**INPUT:**
***

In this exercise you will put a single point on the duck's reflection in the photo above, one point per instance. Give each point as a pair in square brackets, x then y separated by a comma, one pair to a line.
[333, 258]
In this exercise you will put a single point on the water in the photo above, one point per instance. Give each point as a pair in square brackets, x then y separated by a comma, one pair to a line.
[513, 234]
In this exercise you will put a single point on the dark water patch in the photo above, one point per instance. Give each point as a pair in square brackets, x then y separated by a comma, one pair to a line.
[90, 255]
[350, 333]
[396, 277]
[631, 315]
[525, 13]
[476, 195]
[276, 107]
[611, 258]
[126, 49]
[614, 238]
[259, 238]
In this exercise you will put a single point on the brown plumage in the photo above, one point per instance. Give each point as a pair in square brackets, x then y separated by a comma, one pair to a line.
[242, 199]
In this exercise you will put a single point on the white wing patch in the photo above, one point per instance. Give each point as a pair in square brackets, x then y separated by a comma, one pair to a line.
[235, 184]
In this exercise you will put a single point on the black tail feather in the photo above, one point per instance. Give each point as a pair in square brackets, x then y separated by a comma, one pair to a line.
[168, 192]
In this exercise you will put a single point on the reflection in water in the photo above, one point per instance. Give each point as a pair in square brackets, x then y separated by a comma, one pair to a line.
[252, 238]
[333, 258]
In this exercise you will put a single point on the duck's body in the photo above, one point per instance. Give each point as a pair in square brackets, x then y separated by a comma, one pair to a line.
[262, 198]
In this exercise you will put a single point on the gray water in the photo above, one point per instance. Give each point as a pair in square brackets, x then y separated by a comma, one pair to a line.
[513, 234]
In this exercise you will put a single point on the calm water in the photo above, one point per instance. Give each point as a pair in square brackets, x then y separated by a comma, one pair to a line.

***

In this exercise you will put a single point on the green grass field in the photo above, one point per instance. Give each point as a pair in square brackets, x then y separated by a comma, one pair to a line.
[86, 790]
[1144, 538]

***

**EXERCISE:**
What is needed is a verbatim copy of every line in the records above from the one containing "on the white" down to the one containing "on the calm", both included, and nothing more.

**ANSWER TO THIS EXERCISE:**
In this exercise you will put a single point on the white wing patch in the photo above, one point per instance. Give each point as a pair in square brackets, x then y separated by a comma, one pair to a line.
[235, 184]
In this exercise you will put a single point on the black tail feather in the photo above, one point per instance. Give each point as a pair in square brackets, x then y separated by a comma, one pair to a line.
[168, 192]
In this exercise you will put a single point on the reflection in water in the photo above, one point per instance. Give each point as a pair in square brackets, x then y separated by a comma, one pair to a line.
[252, 238]
[333, 258]
In this exercise you will put a single point on the duck's body in the photo above, one point per instance. Give each point as a pair in square brackets, x then y separated by a comma, one pair to a line.
[262, 198]
In this exercise you will put a single point on the gray water in the photo above, one point per instance. Give each point as a pair in square brackets, x then y separated by a comma, one pair to a line.
[513, 234]
In this exercise you will put a single point on the calm water in the photo above, one point per instance. Give each point as a pair in square brackets, x then y separated by a comma, one pair to a line.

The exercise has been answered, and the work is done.